■ **TASK STATEMENT**
Return the records that follow, matching each one exactly.

■ **RECORDS FOR THIS TASK**
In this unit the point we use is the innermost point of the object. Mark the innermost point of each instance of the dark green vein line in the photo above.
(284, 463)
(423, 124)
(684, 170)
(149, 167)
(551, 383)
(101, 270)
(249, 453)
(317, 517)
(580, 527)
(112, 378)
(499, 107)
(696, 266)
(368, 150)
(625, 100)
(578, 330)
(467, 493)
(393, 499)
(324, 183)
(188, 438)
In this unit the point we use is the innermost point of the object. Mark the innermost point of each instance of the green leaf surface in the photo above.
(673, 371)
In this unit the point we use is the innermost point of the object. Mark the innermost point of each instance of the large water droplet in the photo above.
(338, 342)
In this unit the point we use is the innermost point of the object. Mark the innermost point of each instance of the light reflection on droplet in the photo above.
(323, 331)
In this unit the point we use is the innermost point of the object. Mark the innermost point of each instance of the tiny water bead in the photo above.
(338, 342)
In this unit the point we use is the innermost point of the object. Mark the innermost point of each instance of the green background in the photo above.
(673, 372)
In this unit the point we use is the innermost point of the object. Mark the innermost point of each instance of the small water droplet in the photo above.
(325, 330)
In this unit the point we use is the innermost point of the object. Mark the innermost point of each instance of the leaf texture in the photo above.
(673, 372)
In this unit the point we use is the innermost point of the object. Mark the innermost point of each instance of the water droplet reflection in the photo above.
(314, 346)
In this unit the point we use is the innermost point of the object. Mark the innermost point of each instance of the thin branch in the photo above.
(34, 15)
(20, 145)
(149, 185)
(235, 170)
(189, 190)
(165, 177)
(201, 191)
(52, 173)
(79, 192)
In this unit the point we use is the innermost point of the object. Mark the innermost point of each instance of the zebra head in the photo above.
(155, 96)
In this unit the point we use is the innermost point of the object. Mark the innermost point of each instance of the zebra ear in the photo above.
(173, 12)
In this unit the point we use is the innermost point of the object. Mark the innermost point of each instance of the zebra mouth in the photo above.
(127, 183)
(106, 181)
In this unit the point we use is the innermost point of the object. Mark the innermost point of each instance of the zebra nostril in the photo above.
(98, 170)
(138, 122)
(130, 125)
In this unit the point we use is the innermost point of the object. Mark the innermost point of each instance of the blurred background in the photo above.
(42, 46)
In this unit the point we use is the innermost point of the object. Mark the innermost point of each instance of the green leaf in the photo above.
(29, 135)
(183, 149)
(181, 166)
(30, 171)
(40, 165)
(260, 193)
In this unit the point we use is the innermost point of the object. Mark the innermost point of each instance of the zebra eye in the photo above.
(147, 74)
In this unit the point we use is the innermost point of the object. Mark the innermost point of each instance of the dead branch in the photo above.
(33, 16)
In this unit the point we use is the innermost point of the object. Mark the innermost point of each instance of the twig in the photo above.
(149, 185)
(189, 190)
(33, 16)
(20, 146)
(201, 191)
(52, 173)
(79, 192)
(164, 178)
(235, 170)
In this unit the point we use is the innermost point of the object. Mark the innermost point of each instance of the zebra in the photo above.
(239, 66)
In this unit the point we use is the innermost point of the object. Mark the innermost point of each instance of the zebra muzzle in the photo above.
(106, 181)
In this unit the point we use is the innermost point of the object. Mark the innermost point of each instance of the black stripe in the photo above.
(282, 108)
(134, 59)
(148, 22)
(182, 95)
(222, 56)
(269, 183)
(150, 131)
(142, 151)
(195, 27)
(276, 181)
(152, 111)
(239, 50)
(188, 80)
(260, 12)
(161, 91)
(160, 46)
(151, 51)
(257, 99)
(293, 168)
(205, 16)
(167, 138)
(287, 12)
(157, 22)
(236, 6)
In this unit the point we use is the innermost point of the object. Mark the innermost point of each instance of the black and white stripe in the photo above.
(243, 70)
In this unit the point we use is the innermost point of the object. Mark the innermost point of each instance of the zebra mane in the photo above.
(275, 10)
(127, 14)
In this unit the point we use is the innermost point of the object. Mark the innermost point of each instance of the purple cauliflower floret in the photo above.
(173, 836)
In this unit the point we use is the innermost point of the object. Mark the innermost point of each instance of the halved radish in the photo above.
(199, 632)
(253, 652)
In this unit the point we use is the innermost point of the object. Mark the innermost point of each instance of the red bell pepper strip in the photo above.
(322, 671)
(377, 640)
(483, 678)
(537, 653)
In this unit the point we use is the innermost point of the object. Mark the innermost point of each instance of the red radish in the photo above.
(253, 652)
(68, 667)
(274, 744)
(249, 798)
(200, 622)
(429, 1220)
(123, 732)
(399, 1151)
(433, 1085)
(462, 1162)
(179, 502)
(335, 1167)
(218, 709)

■ **THE OUTPUT**
In this unit the point we use is the innermost point of the object. Mark the innermost point of each instance of the dark green vein line in the photo above.
(284, 463)
(423, 124)
(684, 170)
(149, 167)
(551, 383)
(101, 270)
(249, 453)
(317, 517)
(580, 527)
(112, 378)
(499, 107)
(696, 266)
(368, 150)
(625, 100)
(578, 330)
(467, 493)
(393, 499)
(324, 183)
(188, 438)
In this unit the point we use is the innermost point of the object. Mark the innermost point of each instance of the green leaf surface in the photo above.
(673, 371)
In this unit the point we use is the innermost point of the object. Mark the innermost point of each instance of the large water droplet in the photo above.
(338, 342)
In this unit the point we use is the innermost point of the object. Mark the innermost point of each instance of the light reflection on droplet in the photo above.
(323, 331)
In this unit the point we use is the innermost point of the object. Mark the innermost point of each instance of the tiny water bead in the photo above.
(338, 342)
In this unit the point we use is the innermost point of the object. Mark the innermost point of each instance of the green background in the photo above.
(673, 372)
In this unit the point we use is the innermost point of the object. Mark the innermost point of each instance of the small water droplet in the photo above.
(325, 330)
In this unit the point we use is the innermost point of the object. Mark the innermost point of each instance of the leaf texture in the photo above.
(673, 372)
In this unit the point we use is the innermost point of the object. Mark the innermost point of each instance of the water droplet reflection in the photo above.
(314, 346)
In this unit the point we use is the innermost point of the object. Mark the innermost point of each instance of the thin branch in the photo above.
(34, 15)
(20, 145)
(149, 185)
(235, 170)
(189, 190)
(165, 177)
(201, 191)
(52, 173)
(79, 192)
In this unit the point we use is the innermost point of the object. Mark the innermost point of each instance of the zebra head in the photo above.
(155, 96)
In this unit the point we use is the innermost point of the object. Mark the innermost point of each instance of the zebra ear in the photo above.
(173, 12)
In this unit the point we use is the innermost point of the object. Mark the innermost point of each instance of the zebra mouth in the photo above.
(127, 183)
(106, 181)
In this unit the point we use is the innermost point of the object. Mark the innermost point of each instance of the zebra nostril in the photo above.
(98, 170)
(138, 122)
(130, 125)
In this unit the point we use is the innermost point of the object. Mark the innermost point of each instance of the blurred background in the photo above.
(42, 46)
In this unit the point we use is the innermost point of the object. Mark the innermost point of each instance of the green leaf in the photo above.
(29, 135)
(183, 149)
(181, 166)
(30, 171)
(40, 165)
(260, 193)
In this unit the point we use is the innermost point of the object. Mark the innermost point of each instance of the zebra eye in the photo above.
(147, 74)
In this unit the point we use is the innermost point of the object. Mark the innermost point of each instance of the dead branch in the photo above.
(33, 16)
In this unit the point we use is the innermost point of the object. Mark the innermost point of each instance of the twig in the photo above.
(149, 185)
(189, 190)
(33, 16)
(20, 146)
(201, 191)
(52, 173)
(79, 192)
(164, 178)
(235, 170)
In this unit the point we use is the innermost point of the object. Mark the innermost point of each instance of the zebra in the photo above.
(239, 66)
In this unit the point we use is the innermost point of the object. Mark the innermost point of each instance of the zebra muzzle in the photo above.
(106, 181)
In this unit the point we use is the innermost point of the object. Mark the innermost point of each instance of the black stripe in the photo above.
(282, 108)
(134, 59)
(148, 22)
(182, 95)
(222, 56)
(269, 183)
(150, 131)
(142, 151)
(195, 27)
(276, 181)
(152, 111)
(239, 50)
(188, 80)
(260, 12)
(161, 91)
(160, 46)
(151, 51)
(257, 99)
(293, 168)
(205, 16)
(167, 138)
(287, 12)
(157, 22)
(236, 6)
In this unit the point we use is the innermost point of the object. Mark the innermost point of each instance of the black and white stripe in the photo above.
(243, 70)
In this unit the point we use is the innermost point of the object. Mark the innermost point of each instance of the zebra mane in the photo above.
(275, 10)
(127, 14)
In this unit the point we use is the innermost point of the object. Mark the innermost point of each instance of the purple cauliflower floret in the photo above.
(173, 836)
In this unit the point we use is the innermost point of the object. Mark the innermost point of each instance of the halved radish in the photo above.
(199, 632)
(253, 652)
In this unit the point we use is the innermost point of the object. Mark the innermost point of each instance of the red bell pepper strip in the photo above.
(322, 671)
(377, 640)
(483, 678)
(537, 653)
In this unit the point we use is the innermost point of the object. Mark the innermost point of each instance of the red radish in the photo above.
(253, 652)
(68, 667)
(274, 744)
(249, 798)
(200, 622)
(429, 1220)
(123, 732)
(399, 1151)
(433, 1085)
(462, 1162)
(179, 502)
(335, 1167)
(218, 709)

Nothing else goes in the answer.